→ **Exercise**:
Return the text on the Charlottetown roundhouse below, word for word and in full.

Looking somewhat like a cramped space used for a model railroad, this beautiful complex of the roundhouse and shops is all but gone.
There are not even any railroad tracks left in PEI. The province and the city were Confederation and the country was born in 1867, has zero tracks, zero trains. No train ride to Anne of Green Gables!
Roundhouses
Charlottetown, PEI 19xx
Someone once said railroading on PEI was like trying to run a freight railroad with stations on an LRT spacing.
Just about every mile was a final mile.
When the island portion of the Trans-Canada Highway was built, they had to import every cubic foot of gravel for the base, because the railroad builders had exhausted the island's supply.
Bruce
So shovel the coal, let this rattler roll.
"A Train is a Place Going Somewhere" CP Rail Public Timetable
"O. S. Irricana"
. . . __ . ______
http://imagescn.techno-science.ca/railways/index_choice.cfm?id=55&photoid=-2012935688
https://archive.org/stream/1880t81tearesdirectoryh00tearuoft#page/468/mode/2up
Good to hear from you AgentKid!
Jane of Lantern Hill also would have tough time getting to see her father.

→ **Data section**:
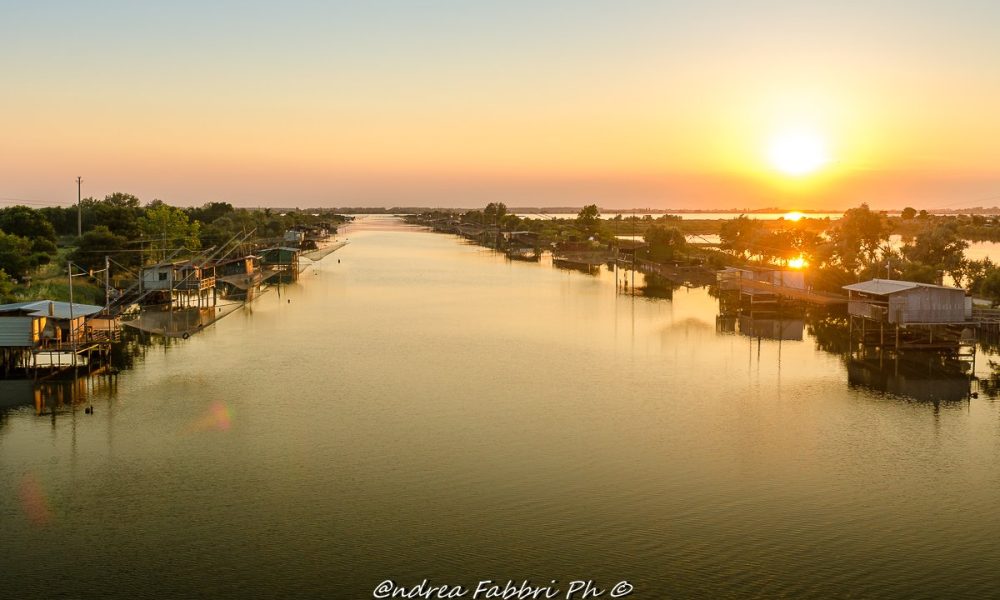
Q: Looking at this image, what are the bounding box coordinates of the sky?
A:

→ **Answer to the problem**:
Looking somewhat like a cramped space used for a model railroad, this beautiful complex of the roundhouse and shops is all but gone.
There are not even any railroad tracks left in PEI. The province and the city were Confederation and the country was born in 1867, has zero tracks, zero trains. No train ride to Anne of Green Gables!
Roundhouses
Charlottetown, PEI 19xx
Someone once said railroading on PEI was like trying to run a freight railroad with stations on an LRT spacing.
Just about every mile was a final mile.
When the island portion of the Trans-Canada Highway was built, they had to import every cubic foot of gravel for the base, because the railroad builders had exhausted the island's supply.
Bruce
So shovel the coal, let this rattler roll.
"A Train is a Place Going Somewhere" CP Rail Public Timetable
"O. S. Irricana"
. . . __ . ______
http://imagescn.techno-science.ca/railways/index_choice.cfm?id=55&photoid=-2012935688
https://archive.org/stream/1880t81tearesdirectoryh00tearuoft#page/468/mode/2up
Good to hear from you AgentKid!
Jane of Lantern Hill also would have tough time getting to see her father.